AIM
Give all of the lines again, with nothing added or dropped.

[Raw records]
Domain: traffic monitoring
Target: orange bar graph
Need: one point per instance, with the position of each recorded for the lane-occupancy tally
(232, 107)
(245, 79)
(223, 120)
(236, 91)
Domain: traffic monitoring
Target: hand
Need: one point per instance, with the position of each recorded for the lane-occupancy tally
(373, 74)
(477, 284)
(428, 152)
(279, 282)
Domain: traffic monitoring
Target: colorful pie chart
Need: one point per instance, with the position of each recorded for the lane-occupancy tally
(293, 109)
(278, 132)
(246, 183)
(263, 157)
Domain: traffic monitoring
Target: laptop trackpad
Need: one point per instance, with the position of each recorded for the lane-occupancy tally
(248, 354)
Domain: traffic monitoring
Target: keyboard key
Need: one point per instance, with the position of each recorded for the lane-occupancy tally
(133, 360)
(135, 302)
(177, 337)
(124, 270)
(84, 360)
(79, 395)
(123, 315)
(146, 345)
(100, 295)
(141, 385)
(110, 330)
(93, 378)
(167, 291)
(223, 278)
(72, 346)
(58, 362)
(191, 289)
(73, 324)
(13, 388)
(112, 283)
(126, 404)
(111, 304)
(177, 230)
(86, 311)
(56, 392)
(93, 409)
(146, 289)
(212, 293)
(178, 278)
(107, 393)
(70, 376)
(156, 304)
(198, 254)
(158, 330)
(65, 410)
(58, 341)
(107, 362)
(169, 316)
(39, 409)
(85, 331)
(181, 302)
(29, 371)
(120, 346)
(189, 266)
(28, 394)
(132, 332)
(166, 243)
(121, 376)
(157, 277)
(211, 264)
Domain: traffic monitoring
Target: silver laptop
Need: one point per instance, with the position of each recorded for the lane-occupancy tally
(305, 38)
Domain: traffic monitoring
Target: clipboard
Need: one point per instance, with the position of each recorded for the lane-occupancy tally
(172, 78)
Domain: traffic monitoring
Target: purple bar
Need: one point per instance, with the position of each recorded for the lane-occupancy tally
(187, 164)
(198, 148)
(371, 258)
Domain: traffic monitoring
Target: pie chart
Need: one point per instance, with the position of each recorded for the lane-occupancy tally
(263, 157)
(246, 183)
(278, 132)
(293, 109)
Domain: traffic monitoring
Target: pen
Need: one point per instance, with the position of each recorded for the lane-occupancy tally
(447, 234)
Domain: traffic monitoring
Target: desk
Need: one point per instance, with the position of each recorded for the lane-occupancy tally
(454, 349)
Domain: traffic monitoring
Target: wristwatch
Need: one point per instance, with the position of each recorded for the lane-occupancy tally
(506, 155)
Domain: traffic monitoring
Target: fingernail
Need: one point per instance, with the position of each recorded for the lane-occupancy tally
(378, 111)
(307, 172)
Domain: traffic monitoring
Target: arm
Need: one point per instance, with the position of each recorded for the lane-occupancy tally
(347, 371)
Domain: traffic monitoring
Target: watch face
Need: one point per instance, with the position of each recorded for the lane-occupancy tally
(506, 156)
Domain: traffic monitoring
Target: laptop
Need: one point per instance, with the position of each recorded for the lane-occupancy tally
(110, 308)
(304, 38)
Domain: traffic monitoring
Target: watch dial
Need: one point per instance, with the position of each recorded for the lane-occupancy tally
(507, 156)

RESULT
Domain: traffic monitoring
Target: orange bar graph
Need: one point per instance, with the position of each recorded for the lane-occupancy tally
(232, 107)
(245, 79)
(223, 120)
(236, 91)
Domain: traffic monitoring
Target: hand
Need: one point per instance, with the position of each recorded for the lane-occupancy tally
(373, 74)
(477, 284)
(428, 152)
(279, 282)
Domain: traffic monitoring
Target: colorful pie chart
Need: one point per instance, with the position of each recorded for the lane-occupancy tally
(293, 109)
(278, 132)
(246, 183)
(263, 157)
Domain: traffic monitoring
Target: laptop trackpad
Need: one point per instance, with the position of each recorded for the lane-occupancy tally
(248, 354)
Domain: traffic monitoring
Target: keyboard key
Need: one point per instance, with the position of each recorded for the lane-occupancy tally
(133, 360)
(135, 302)
(177, 337)
(124, 270)
(84, 360)
(79, 395)
(123, 315)
(146, 345)
(100, 295)
(141, 385)
(110, 330)
(93, 378)
(167, 291)
(223, 278)
(72, 346)
(58, 362)
(191, 289)
(73, 324)
(13, 388)
(112, 283)
(126, 404)
(111, 304)
(177, 230)
(86, 311)
(56, 392)
(93, 409)
(146, 289)
(212, 293)
(178, 278)
(107, 393)
(70, 376)
(156, 304)
(198, 254)
(158, 330)
(65, 410)
(58, 341)
(107, 362)
(169, 316)
(39, 409)
(85, 331)
(181, 302)
(29, 371)
(120, 346)
(189, 266)
(28, 394)
(132, 332)
(166, 243)
(121, 376)
(157, 277)
(211, 264)
Domain: traffic monitoring
Target: silver laptop
Need: one point per instance, with the position of each recorded for the lane-occupancy tally
(305, 38)
Domain: traffic monitoring
Target: clipboard
Need: one point per instance, with the position of each recorded for the lane-occupancy tally
(172, 78)
Domain: traffic monitoring
Target: purple bar
Need: one point per instance, with the position of each recorded for the lane-occupancy tally
(187, 164)
(198, 148)
(371, 258)
Domain: traffic monitoring
Target: pie chart
Need: one point per instance, with the position of each recorded for the lane-occupancy tally
(263, 157)
(246, 183)
(278, 132)
(293, 109)
Domain: traffic monitoring
Target: pen
Need: one point per instance, with the position of each recorded for the lane-occupancy tally
(447, 234)
Domain: traffic monitoring
Target: desk
Need: one point per instance, with the position of each recorded for the lane-occupancy tally
(454, 349)
Domain: traffic monitoring
Target: wristwatch
Need: one point per instance, with the position of each recorded for the lane-occupancy tally
(506, 155)
Domain: traffic monitoring
Target: fingernail
Need: one point per instance, with the position of each recorded for the lane-occupancy tally
(378, 111)
(307, 172)
Domain: traffic monitoring
Target: arm
Need: one point per instance, with the position of each recorded for the lane-occupancy tally
(347, 371)
Domain: traffic monitoring
Target: watch face
Need: one point per instance, with the position of each recorded for the lane-occupancy tally
(506, 156)
Domain: traffic monitoring
Target: laptop
Need: one point per instance, with the position of each recorded for the lane-occupancy tally
(110, 308)
(304, 38)
Domain: traffic monitoring
Target: watch dial
Need: one point per instance, with the position of each recorded for the lane-occupancy tally
(507, 156)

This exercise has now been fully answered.